— Start of Provided records —

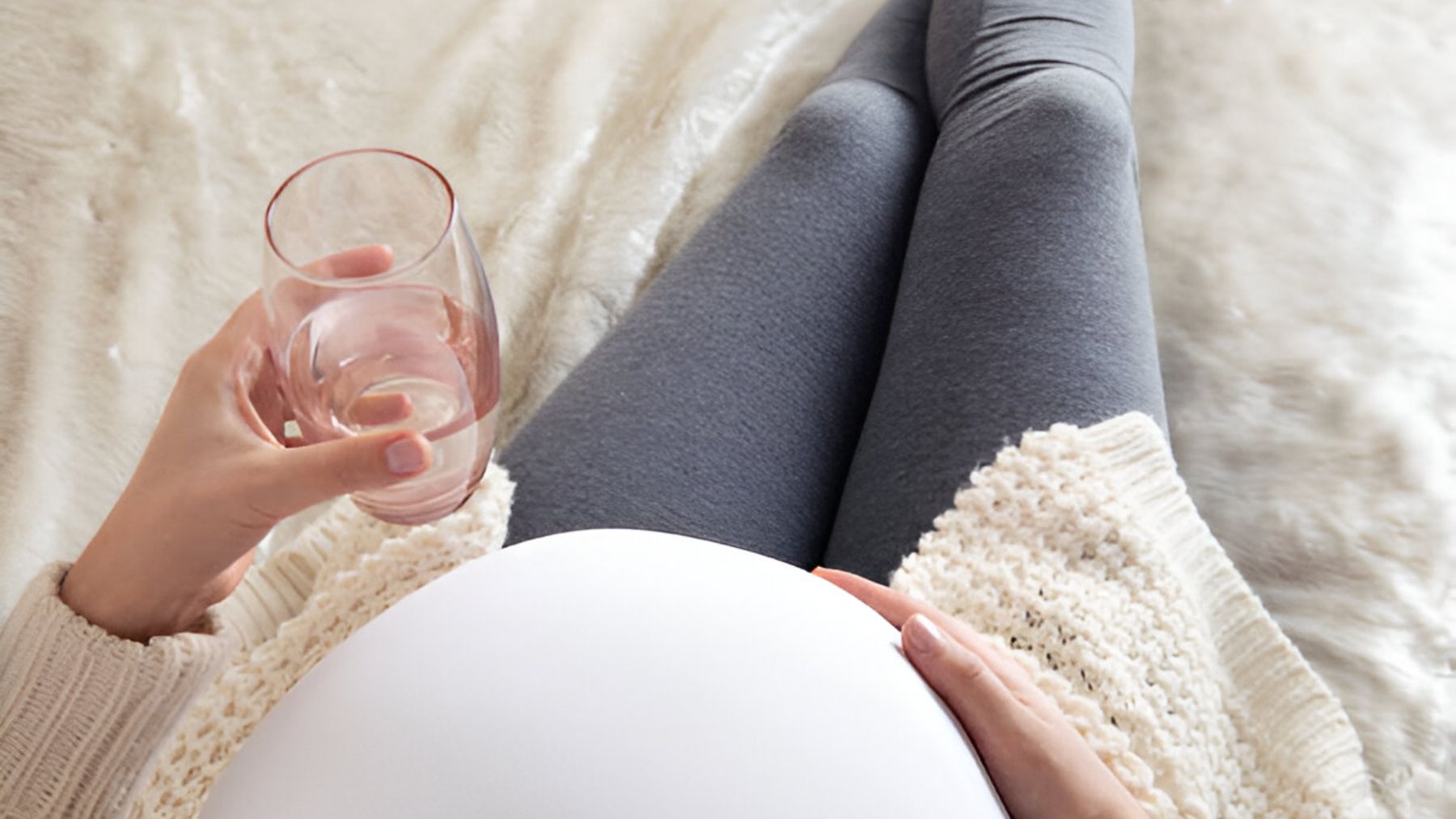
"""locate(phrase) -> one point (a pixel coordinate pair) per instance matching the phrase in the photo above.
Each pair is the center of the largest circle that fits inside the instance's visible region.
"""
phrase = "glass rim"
(356, 281)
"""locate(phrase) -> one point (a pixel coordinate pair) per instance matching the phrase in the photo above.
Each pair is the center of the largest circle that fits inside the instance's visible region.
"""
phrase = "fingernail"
(405, 456)
(922, 636)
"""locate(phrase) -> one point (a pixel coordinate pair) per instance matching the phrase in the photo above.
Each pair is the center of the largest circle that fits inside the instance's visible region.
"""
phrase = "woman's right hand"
(218, 475)
(1039, 762)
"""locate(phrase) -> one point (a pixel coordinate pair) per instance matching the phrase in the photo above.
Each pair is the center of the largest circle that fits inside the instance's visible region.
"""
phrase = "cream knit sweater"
(1079, 551)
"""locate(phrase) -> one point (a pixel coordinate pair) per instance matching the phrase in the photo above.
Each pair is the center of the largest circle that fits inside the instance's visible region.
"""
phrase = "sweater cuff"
(1293, 707)
(82, 711)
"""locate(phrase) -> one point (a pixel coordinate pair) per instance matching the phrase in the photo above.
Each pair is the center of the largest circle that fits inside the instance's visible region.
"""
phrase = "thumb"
(320, 471)
(975, 693)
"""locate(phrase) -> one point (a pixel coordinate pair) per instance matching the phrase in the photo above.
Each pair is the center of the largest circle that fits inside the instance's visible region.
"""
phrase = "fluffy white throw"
(1297, 182)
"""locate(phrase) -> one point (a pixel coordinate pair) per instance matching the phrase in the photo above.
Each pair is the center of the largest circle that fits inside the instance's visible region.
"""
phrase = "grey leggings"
(941, 251)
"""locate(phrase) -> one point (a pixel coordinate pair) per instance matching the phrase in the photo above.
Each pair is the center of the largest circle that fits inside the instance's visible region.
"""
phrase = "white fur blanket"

— End of Provided records —

Task requirements:
Reproduce the material starting at its beginning and ending at the line containing "(1297, 182)", keeping every line including the requests, and add -55 to each number in the point coordinates. Leave the pictures out of your answer.

Exercise solution:
"""locate(phrase) -> one point (a pixel coordinate pair) per instance matching the phrase in the photo above.
Each pair is the center of the largest circle that fits inside the instance's visible region.
"""
phrase = "glass rim"
(301, 226)
"""locate(phrase) -> one point (a pixel coordinate pair) per instance matching the phrase in the photo above.
Each pair is the center of the largest circle that fits inside the instance's visible region.
"""
phrase = "fingernail"
(350, 401)
(867, 581)
"""locate(phrase) -> one point (a pixel coordinate pair) per instance matching the phrase in the photo above.
Each pair is the center of the largest circle that fits inside the instance's visible region.
"""
phrase = "woman's right hand"
(163, 420)
(984, 707)
"""locate(phrase) -> one point (a pixel coordinate pair) per instance matching the phrase in the photo above.
Each pair is the center of the largest circle that fits inside the instance's visible region.
"""
phrase = "cream knit sweater"
(1024, 496)
"""locate(phrase) -> one point (a pixel coordinate pair) per instance matching the phrase in the photo above.
Each pair is the center of the largest circle that fits inside the instance's visible region.
"""
phrase = "sweater cuff"
(1238, 652)
(27, 656)
"""locate(phrase) -> one point (a pixel coordinate pair) per instance matching the phrase in the photo above.
Each pair is the center of the largest circle that fits inside the instance's visible region.
"""
phrase = "thumb"
(265, 416)
(920, 638)
"""locate(phrase) -> one point (a pixel coordinate pair) per instance matching the phrase in the photo above.
Each pair is the center of the largest circle that fits inside the instance's visible region.
"""
phrase = "fluffy white throw"
(1242, 127)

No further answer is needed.